• [Action item]: Which lines run from the one containing "Target: leafless bush" to the end of the entries? Copy them exactly, both ends included, and give nothing else.

• [Data excerpts]:
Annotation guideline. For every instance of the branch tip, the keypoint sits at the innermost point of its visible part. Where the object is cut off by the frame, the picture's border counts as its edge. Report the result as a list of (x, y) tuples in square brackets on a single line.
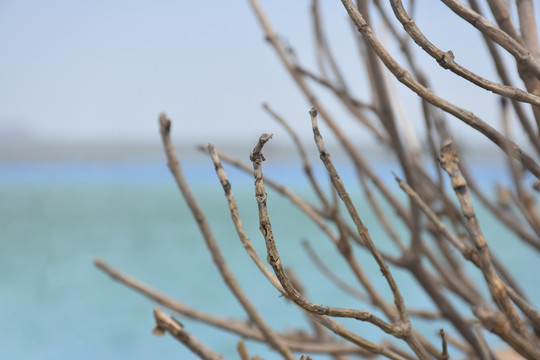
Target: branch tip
[(164, 123)]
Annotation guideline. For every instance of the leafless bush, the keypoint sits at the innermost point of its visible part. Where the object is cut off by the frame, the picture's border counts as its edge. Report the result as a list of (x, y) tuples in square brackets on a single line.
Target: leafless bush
[(440, 223)]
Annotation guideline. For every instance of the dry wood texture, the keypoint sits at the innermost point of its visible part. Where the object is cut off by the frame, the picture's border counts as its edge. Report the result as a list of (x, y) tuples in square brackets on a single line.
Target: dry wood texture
[(433, 227)]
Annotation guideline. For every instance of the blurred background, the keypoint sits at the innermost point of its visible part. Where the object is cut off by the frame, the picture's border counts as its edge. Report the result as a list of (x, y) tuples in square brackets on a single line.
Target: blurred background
[(82, 173)]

• [Written solution]:
Target: leafless bush
[(440, 223)]
Annotation guideline. For every instance of the dry wood texture, the keypoint sits at the innermost point of its visible part. Where the object is cut off by the frame, the picture's border counts as its edge. Report the result as a list of (x, y) tuples in square brackets on a single line.
Target: dry wood texture
[(433, 227)]
Annotation guideline. For every instance of the blurred background, the keypoint sits at the innermost point of its visible part. Where the object is cut off by the frame, the picture's border counts as its edge. Report the result as a list of (x, y) tuples in square brackets on a single line.
Target: blurred background
[(82, 173)]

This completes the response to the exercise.